§ **SHORT TASK**:
Transcribe the part of the plasma display claims that begins at the words "8. The color" and stops after the words "the current pixel.".
===== PASSAGE GIVEN
7. The color adjustment method for the plasma display panel of
claim 4, wherein a maximum integer of the third range is an integer
portion of a quotient from a maximum integer of the second range
divided by a predetermined value.
8. The color adjustment method for the plasma display panel of
claim 4, wherein the step of displaying the gray scale data as the
brightness that is within the third range by using the error
diffusion method further comprises: obtaining an error value after
an error store value of a contiguous pixel multiplied by a
weighting value; dividing a value of the result of adding the gray
scale data to the error value by a predetermined value, and
obtaining an integer portion of a quotient from the division
operation; displaying the brightness with the integer portion on a
current pixel; subtracting a value of the result of the integer
portion multiplied by the predetermined value from the gray scale
data, storing a value obtained from the subtraction operation; and
using the value as the error store value of the current pixel.
==========
===== DATASET EXCERPT
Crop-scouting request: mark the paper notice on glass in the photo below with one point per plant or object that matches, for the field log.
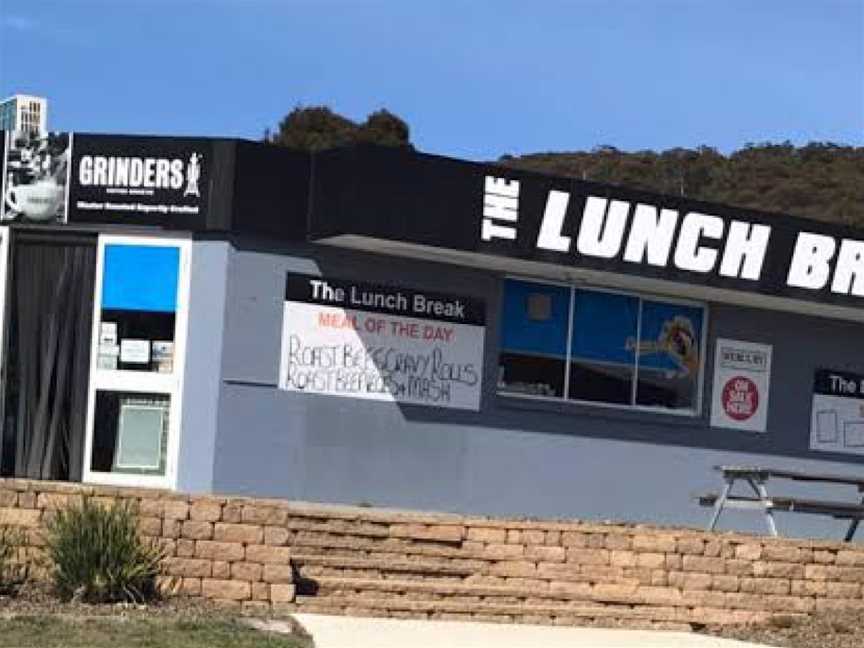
==========
§ **SOLUTION FOR THIS TASK**:
8. The color adjustment method for the plasma display panel of
claim 4, wherein the step of displaying the gray scale data as the
brightness that is within the third range by using the error
diffusion method further comprises: obtaining an error value after
an error store value of a contiguous pixel multiplied by a
weighting value; dividing a value of the result of adding the gray
scale data to the error value by a predetermined value, and
obtaining an integer portion of a quotient from the division
operation; displaying the brightness with the integer portion on a
current pixel; subtracting a value of the result of the integer
portion multiplied by the predetermined value from the gray scale
data, storing a value obtained from the subtraction operation; and
using the value as the error store value of the current pixel.